(THE TASK):
Copy every line of the items below that contains the word "roof".

(STORED DATA):
····················

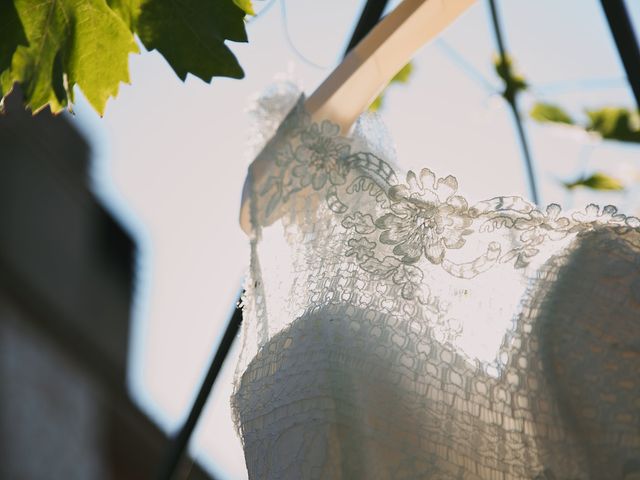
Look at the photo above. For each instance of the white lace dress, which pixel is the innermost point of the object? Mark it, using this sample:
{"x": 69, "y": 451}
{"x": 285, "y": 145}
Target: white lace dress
{"x": 393, "y": 331}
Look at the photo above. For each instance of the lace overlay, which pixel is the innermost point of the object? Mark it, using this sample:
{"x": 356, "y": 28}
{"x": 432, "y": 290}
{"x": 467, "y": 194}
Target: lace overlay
{"x": 393, "y": 331}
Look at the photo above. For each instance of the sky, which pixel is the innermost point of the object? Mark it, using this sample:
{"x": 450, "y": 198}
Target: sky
{"x": 169, "y": 159}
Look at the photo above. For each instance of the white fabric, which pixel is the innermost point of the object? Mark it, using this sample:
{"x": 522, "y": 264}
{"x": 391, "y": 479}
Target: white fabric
{"x": 392, "y": 331}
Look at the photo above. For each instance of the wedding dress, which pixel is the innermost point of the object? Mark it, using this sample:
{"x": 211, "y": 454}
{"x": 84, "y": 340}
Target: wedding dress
{"x": 393, "y": 331}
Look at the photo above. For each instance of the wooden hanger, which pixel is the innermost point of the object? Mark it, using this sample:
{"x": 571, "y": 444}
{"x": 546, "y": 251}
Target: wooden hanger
{"x": 370, "y": 66}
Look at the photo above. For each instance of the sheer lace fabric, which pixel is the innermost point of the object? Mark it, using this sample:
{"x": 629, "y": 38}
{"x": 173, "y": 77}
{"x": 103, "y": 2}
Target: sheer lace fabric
{"x": 393, "y": 331}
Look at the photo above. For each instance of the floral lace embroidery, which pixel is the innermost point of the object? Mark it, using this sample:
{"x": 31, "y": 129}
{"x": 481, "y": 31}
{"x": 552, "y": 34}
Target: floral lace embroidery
{"x": 420, "y": 218}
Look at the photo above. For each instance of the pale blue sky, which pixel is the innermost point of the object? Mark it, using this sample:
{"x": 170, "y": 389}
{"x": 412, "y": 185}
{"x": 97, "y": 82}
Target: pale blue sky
{"x": 169, "y": 160}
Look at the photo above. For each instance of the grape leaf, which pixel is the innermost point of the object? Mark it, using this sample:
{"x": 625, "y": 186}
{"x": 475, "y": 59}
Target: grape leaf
{"x": 597, "y": 181}
{"x": 127, "y": 10}
{"x": 190, "y": 34}
{"x": 11, "y": 37}
{"x": 246, "y": 6}
{"x": 70, "y": 42}
{"x": 513, "y": 82}
{"x": 546, "y": 112}
{"x": 615, "y": 124}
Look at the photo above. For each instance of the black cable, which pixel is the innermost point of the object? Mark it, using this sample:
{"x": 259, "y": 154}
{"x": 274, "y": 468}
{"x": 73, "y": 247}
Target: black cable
{"x": 626, "y": 42}
{"x": 512, "y": 102}
{"x": 370, "y": 16}
{"x": 180, "y": 442}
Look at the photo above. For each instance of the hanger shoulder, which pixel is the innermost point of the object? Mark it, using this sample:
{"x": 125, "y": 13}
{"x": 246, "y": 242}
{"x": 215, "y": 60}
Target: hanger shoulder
{"x": 371, "y": 65}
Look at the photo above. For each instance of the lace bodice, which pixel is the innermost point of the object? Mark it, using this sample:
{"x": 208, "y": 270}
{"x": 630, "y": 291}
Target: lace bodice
{"x": 393, "y": 330}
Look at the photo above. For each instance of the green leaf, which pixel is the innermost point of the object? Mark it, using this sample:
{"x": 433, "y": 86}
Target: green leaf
{"x": 513, "y": 82}
{"x": 401, "y": 77}
{"x": 246, "y": 6}
{"x": 615, "y": 123}
{"x": 11, "y": 37}
{"x": 127, "y": 10}
{"x": 546, "y": 112}
{"x": 190, "y": 34}
{"x": 597, "y": 181}
{"x": 70, "y": 42}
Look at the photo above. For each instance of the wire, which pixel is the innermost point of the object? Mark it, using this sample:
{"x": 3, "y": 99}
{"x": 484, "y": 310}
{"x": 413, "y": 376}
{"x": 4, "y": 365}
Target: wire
{"x": 287, "y": 35}
{"x": 467, "y": 68}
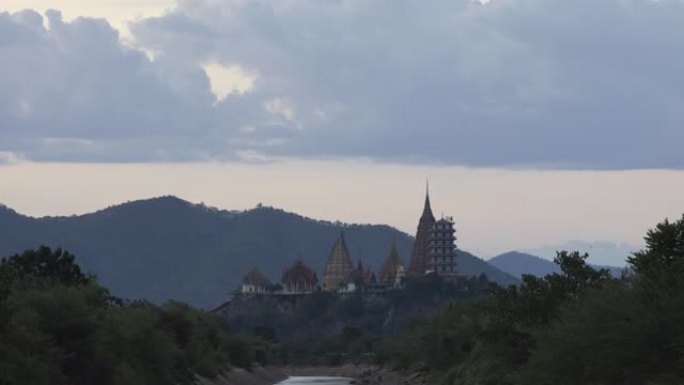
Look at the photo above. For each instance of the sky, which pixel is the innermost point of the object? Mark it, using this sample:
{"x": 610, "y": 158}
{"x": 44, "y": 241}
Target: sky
{"x": 539, "y": 122}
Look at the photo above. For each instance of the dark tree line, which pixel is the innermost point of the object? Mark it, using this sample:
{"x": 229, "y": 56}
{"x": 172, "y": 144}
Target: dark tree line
{"x": 58, "y": 326}
{"x": 577, "y": 327}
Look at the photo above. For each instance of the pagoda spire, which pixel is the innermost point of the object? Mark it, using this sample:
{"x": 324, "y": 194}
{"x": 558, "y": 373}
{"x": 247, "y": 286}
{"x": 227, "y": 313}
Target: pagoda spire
{"x": 427, "y": 209}
{"x": 419, "y": 257}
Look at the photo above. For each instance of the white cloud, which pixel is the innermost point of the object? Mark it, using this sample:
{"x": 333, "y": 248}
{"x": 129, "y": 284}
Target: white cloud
{"x": 226, "y": 80}
{"x": 541, "y": 83}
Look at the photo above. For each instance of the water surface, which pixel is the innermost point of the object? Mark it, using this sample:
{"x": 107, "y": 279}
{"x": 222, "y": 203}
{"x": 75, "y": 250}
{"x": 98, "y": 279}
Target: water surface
{"x": 316, "y": 381}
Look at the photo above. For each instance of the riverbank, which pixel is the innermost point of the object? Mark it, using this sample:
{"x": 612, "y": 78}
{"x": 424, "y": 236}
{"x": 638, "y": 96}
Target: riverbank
{"x": 256, "y": 376}
{"x": 361, "y": 374}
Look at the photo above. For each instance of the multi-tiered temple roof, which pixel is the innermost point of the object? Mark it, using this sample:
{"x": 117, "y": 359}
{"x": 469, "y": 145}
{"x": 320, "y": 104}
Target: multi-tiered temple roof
{"x": 420, "y": 256}
{"x": 339, "y": 267}
{"x": 299, "y": 278}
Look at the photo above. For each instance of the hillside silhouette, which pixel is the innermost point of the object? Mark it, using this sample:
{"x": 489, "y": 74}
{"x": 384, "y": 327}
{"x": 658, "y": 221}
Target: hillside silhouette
{"x": 167, "y": 248}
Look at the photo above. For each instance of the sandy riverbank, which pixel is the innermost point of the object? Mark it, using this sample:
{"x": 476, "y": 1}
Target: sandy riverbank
{"x": 362, "y": 375}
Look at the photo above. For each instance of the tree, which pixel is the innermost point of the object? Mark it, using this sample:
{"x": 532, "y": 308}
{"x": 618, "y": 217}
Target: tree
{"x": 43, "y": 264}
{"x": 663, "y": 258}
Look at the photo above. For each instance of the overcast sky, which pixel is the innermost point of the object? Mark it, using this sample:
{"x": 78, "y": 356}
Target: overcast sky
{"x": 531, "y": 91}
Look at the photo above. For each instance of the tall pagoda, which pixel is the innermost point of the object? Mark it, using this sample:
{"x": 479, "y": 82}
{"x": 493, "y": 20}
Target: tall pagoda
{"x": 442, "y": 249}
{"x": 339, "y": 266}
{"x": 420, "y": 257}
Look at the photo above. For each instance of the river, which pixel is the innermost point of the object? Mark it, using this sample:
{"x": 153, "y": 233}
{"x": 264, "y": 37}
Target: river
{"x": 316, "y": 381}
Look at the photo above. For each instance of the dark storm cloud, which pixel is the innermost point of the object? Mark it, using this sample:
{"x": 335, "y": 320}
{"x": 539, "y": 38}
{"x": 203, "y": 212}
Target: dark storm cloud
{"x": 538, "y": 83}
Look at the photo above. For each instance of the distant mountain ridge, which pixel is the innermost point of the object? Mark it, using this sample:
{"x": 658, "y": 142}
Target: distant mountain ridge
{"x": 516, "y": 264}
{"x": 167, "y": 248}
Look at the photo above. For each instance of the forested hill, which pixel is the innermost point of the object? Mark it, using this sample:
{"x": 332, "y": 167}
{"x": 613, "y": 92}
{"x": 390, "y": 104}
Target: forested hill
{"x": 167, "y": 248}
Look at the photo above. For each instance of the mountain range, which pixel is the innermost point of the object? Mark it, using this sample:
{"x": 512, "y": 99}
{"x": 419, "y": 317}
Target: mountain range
{"x": 517, "y": 264}
{"x": 167, "y": 248}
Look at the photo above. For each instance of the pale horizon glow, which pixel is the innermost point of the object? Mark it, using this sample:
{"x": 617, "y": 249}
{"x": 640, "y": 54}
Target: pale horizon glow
{"x": 495, "y": 210}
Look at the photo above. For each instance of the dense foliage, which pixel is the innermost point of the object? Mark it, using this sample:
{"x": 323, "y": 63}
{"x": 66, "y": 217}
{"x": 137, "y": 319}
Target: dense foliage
{"x": 579, "y": 326}
{"x": 324, "y": 329}
{"x": 58, "y": 326}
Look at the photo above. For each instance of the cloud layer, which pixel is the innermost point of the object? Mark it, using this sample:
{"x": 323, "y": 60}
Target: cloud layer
{"x": 539, "y": 83}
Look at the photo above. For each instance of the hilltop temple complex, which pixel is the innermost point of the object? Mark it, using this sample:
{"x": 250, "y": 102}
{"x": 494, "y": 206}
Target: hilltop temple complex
{"x": 434, "y": 252}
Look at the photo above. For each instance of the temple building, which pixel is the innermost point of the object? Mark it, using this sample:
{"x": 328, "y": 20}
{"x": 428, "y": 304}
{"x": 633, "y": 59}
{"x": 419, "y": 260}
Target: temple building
{"x": 421, "y": 248}
{"x": 392, "y": 270}
{"x": 255, "y": 282}
{"x": 362, "y": 276}
{"x": 299, "y": 279}
{"x": 442, "y": 249}
{"x": 339, "y": 267}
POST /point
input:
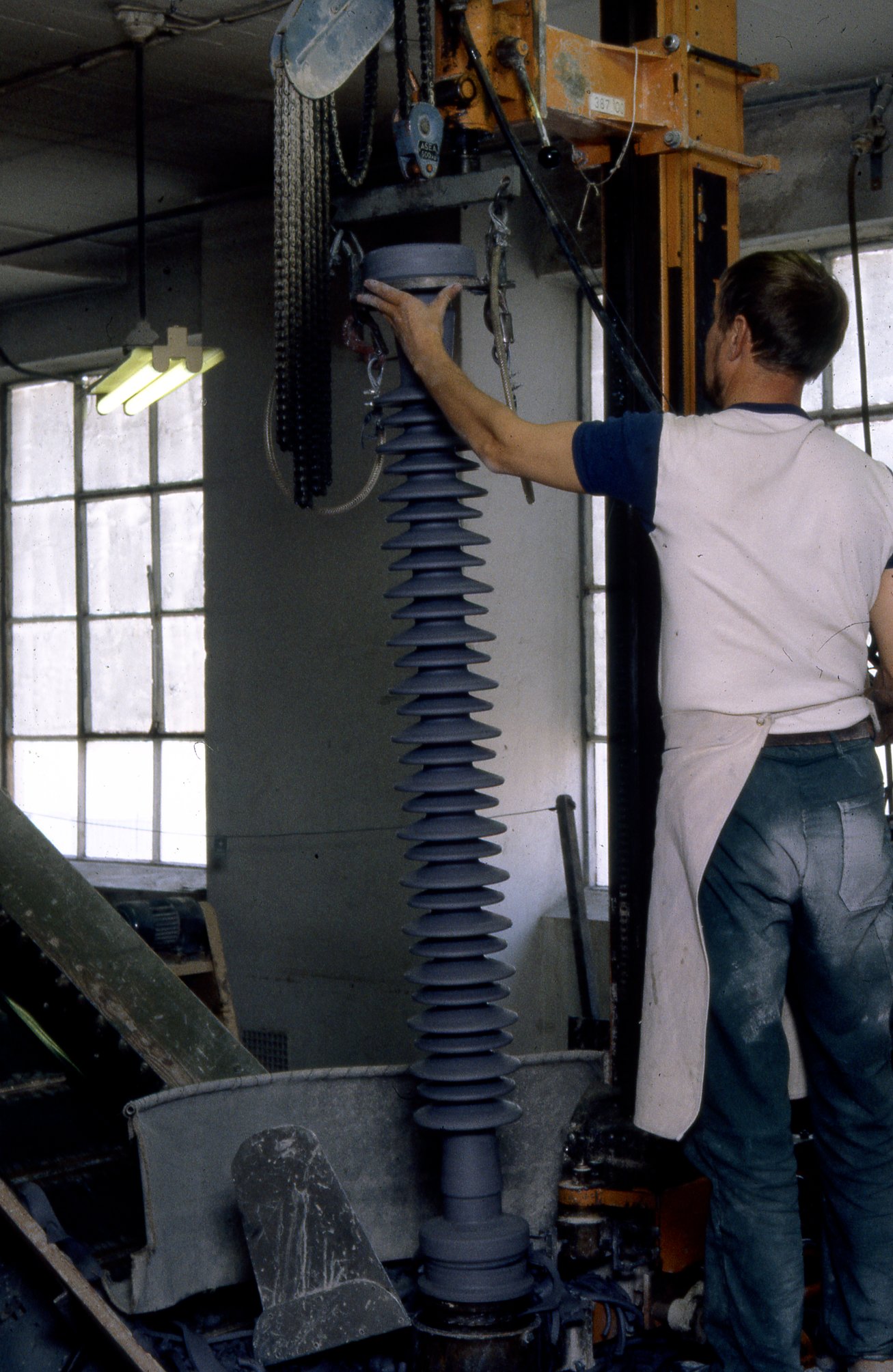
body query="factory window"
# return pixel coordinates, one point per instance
(105, 625)
(836, 395)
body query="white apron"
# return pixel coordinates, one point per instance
(771, 534)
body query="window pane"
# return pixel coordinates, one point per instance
(180, 434)
(183, 550)
(43, 560)
(881, 438)
(597, 393)
(118, 552)
(183, 802)
(120, 800)
(183, 649)
(812, 395)
(600, 663)
(121, 675)
(115, 449)
(46, 779)
(43, 440)
(877, 300)
(44, 678)
(601, 815)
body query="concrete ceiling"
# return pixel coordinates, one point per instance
(66, 140)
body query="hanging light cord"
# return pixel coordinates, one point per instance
(139, 59)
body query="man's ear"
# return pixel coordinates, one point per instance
(739, 338)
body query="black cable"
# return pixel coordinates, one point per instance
(860, 323)
(140, 172)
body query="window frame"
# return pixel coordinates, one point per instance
(139, 874)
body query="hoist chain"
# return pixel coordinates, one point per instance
(302, 287)
(426, 39)
(426, 64)
(367, 125)
(401, 48)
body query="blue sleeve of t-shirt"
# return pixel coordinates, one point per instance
(619, 459)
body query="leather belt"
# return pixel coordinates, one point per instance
(864, 729)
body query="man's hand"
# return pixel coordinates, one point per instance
(417, 327)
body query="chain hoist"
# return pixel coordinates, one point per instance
(313, 54)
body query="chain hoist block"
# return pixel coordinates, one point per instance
(472, 1253)
(417, 140)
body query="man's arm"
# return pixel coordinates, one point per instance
(502, 440)
(882, 629)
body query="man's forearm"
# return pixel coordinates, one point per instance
(502, 440)
(489, 427)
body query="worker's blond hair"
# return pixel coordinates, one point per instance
(796, 311)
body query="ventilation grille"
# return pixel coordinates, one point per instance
(269, 1047)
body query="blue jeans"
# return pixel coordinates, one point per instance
(797, 899)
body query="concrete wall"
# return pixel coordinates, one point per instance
(301, 766)
(807, 199)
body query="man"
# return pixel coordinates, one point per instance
(773, 858)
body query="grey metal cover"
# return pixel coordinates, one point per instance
(322, 43)
(363, 1117)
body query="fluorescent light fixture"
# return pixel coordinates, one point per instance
(150, 372)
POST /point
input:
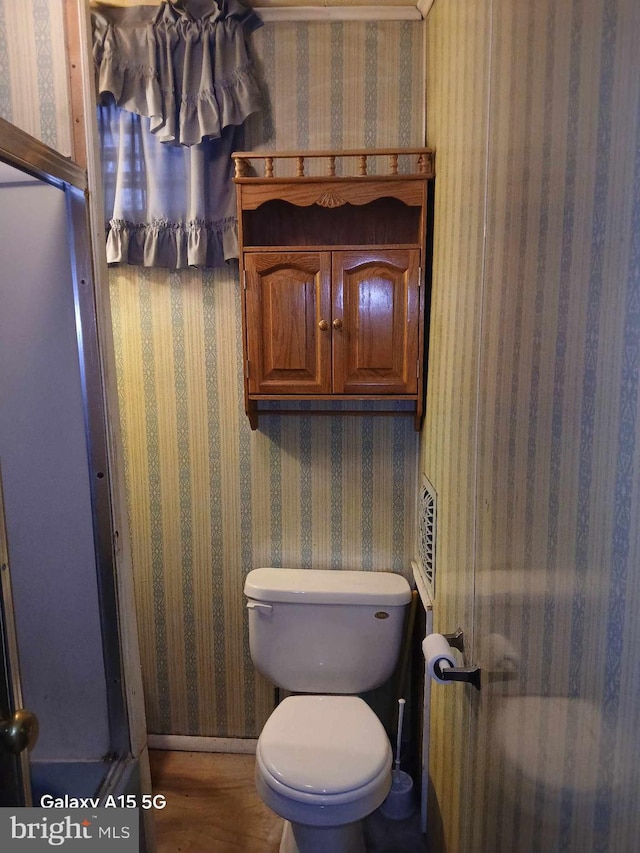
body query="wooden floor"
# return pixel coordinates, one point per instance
(212, 805)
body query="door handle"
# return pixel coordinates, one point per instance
(468, 674)
(19, 732)
(442, 664)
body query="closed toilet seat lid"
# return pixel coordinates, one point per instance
(324, 744)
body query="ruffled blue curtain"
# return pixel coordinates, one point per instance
(175, 83)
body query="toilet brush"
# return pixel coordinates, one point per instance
(399, 802)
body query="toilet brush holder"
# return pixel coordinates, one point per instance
(399, 803)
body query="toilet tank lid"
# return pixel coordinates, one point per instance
(327, 586)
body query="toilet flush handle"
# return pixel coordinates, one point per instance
(257, 605)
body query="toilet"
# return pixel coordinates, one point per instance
(323, 759)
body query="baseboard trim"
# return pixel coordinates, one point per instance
(187, 743)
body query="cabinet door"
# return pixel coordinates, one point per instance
(376, 308)
(288, 312)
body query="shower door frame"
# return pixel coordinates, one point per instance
(27, 154)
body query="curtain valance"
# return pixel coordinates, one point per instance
(184, 65)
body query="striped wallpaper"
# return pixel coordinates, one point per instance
(208, 498)
(532, 421)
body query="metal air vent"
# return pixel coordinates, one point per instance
(427, 532)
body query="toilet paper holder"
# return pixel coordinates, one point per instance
(468, 674)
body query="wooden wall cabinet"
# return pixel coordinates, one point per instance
(333, 270)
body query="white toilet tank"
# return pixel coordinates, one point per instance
(324, 631)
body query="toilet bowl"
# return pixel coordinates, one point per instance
(323, 763)
(323, 759)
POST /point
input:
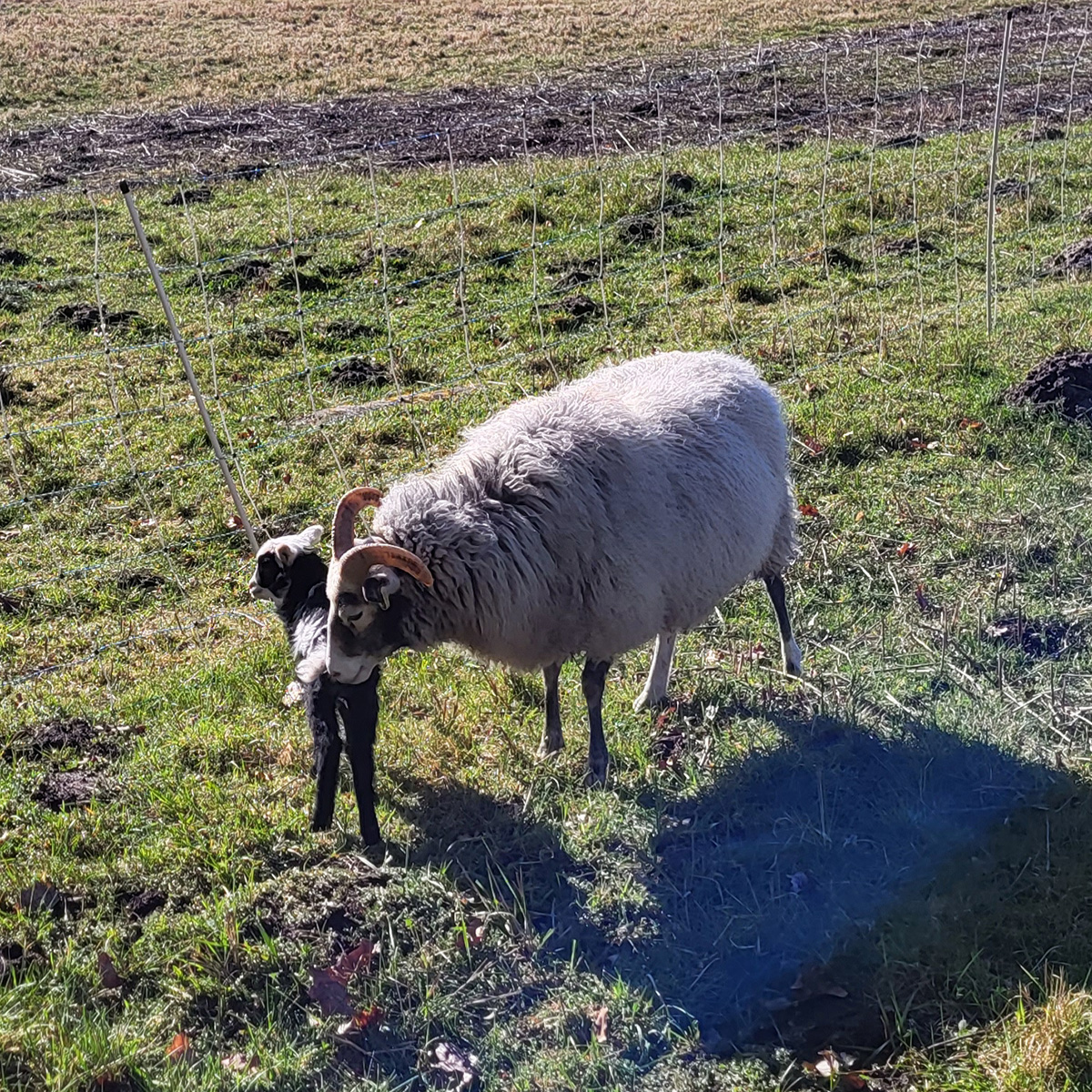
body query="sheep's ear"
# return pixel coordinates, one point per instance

····················

(TASK RESULT):
Look at the photo above. For each instance of the multi-tiered temple roof, which pixel is the innermost point of the object? Mark it, using this sample:
Target: multi-tiered temple roof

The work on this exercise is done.